§ WORK TO DO
Rewrite the stretch of lines from the one containing "In this exercise you will locate the tattooed arm" through the one containing "[(54, 178)]", requests included, and rescale every coordinate in the answers by 2.15, rounding to whole numbers with halves going up. Keep the numbers in the requests unchanged.

(Records of labeled points)
>> START
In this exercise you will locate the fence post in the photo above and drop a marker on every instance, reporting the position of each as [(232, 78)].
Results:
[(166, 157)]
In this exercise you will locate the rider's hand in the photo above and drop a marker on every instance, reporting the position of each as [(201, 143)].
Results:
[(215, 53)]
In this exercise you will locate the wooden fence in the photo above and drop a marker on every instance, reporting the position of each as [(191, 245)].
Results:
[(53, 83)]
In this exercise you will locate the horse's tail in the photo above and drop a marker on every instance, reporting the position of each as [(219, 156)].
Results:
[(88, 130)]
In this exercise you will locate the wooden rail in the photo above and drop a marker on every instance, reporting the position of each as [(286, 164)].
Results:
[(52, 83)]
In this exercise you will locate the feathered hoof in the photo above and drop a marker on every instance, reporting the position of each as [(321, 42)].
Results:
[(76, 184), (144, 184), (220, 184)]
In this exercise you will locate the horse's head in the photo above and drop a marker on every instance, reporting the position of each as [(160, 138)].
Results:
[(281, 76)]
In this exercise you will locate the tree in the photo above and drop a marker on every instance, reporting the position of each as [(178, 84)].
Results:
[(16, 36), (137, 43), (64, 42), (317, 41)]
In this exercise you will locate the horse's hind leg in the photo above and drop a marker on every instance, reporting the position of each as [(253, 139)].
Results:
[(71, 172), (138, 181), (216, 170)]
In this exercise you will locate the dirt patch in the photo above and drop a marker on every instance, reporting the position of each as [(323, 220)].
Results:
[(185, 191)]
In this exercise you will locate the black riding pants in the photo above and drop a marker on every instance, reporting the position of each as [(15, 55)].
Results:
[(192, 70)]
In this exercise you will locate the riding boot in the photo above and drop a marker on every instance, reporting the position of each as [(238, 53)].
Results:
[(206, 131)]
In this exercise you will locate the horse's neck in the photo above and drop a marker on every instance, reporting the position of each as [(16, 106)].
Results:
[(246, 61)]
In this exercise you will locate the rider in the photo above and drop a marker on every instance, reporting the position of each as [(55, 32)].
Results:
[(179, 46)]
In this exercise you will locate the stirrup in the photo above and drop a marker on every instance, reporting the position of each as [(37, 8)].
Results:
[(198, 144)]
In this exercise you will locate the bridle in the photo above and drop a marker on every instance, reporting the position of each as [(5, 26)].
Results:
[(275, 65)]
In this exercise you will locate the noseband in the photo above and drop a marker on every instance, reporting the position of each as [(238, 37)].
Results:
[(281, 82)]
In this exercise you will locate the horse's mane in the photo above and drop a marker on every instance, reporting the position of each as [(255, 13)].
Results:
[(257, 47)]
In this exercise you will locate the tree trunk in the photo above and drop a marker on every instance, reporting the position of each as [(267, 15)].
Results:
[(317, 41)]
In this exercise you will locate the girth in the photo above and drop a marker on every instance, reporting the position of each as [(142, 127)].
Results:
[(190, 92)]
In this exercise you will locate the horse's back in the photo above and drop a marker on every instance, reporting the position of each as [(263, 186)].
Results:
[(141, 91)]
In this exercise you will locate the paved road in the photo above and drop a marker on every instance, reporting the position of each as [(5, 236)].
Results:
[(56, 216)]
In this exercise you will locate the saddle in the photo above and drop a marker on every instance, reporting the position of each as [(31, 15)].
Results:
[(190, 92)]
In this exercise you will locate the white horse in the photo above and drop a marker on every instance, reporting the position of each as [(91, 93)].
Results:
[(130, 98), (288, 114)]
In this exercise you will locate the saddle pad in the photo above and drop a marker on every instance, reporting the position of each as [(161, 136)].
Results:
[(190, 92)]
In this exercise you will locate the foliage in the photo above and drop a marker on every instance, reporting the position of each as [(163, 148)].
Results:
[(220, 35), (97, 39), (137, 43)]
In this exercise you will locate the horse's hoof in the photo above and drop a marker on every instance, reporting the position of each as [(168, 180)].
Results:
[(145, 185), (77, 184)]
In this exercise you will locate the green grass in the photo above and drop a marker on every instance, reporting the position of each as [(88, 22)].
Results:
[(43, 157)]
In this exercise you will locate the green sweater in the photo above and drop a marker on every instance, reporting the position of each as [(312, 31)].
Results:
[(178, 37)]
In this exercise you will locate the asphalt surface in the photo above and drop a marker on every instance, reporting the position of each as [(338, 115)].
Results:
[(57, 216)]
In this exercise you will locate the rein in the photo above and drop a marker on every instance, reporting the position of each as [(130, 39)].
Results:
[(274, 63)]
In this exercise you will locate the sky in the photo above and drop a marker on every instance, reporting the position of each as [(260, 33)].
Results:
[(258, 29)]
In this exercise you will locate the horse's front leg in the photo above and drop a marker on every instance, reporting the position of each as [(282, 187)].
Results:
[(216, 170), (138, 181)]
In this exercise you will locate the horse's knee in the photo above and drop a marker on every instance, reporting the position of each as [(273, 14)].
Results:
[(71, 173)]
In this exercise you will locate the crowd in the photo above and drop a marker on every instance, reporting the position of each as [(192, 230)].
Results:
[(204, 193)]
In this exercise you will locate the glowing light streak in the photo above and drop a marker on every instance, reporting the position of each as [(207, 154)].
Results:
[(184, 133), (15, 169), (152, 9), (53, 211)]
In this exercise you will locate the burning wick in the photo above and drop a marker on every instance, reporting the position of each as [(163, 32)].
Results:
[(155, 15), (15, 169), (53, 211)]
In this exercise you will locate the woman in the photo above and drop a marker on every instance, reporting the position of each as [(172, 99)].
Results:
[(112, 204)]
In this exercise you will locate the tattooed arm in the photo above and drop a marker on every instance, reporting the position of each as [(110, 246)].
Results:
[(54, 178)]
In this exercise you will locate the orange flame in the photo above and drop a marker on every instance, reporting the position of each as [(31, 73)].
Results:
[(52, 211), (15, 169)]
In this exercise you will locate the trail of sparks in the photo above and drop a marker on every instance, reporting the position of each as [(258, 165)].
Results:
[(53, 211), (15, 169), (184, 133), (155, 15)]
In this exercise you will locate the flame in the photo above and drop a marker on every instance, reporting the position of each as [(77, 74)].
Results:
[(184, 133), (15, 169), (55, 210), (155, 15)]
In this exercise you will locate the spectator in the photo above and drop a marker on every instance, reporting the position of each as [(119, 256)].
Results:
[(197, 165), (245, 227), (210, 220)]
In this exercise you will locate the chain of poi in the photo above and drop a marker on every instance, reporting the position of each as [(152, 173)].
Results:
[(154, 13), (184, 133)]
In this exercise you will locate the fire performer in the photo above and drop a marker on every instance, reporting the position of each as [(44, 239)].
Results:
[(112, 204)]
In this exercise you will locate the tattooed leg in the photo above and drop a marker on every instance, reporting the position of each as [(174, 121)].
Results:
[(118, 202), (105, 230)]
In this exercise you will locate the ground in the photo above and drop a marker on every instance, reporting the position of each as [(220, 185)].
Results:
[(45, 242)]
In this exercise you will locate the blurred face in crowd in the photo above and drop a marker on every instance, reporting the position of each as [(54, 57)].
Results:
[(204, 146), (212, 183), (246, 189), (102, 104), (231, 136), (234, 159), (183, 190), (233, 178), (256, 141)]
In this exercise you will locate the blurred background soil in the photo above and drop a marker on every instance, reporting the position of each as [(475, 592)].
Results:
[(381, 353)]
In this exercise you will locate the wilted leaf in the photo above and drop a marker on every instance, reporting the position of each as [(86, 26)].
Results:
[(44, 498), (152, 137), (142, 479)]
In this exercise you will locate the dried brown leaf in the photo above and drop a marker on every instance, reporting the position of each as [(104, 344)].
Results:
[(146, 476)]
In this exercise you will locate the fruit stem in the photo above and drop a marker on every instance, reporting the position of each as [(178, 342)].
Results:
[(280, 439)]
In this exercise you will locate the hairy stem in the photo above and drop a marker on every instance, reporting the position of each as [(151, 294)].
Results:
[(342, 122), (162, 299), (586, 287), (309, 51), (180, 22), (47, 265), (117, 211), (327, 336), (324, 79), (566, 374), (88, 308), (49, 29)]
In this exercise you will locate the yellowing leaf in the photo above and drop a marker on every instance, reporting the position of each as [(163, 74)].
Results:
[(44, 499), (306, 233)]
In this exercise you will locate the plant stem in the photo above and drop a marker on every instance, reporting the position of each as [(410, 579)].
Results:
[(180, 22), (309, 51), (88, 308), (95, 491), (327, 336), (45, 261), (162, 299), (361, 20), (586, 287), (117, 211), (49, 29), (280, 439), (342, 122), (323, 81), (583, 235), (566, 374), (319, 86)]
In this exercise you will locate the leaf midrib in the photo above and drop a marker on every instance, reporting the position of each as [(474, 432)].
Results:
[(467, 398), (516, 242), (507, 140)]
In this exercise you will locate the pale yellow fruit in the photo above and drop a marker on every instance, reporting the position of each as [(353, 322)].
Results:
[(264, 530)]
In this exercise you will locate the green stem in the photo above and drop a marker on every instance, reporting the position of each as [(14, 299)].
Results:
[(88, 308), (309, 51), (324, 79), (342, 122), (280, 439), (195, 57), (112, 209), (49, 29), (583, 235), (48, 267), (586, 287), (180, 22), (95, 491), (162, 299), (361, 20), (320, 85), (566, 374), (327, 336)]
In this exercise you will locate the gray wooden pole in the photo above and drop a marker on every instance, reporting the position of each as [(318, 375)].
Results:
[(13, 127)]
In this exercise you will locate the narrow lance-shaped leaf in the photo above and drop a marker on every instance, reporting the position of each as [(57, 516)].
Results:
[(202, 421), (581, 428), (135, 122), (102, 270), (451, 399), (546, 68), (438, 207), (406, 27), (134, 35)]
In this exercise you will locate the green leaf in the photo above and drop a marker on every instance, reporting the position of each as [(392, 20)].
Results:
>> END
§ SOLUTION TO THE EXERCISE
In this exercise you will locate the tattooed arm in the photo above and drop a marker on every instance, reporting the position of each as [(110, 246)].
Results:
[(116, 383)]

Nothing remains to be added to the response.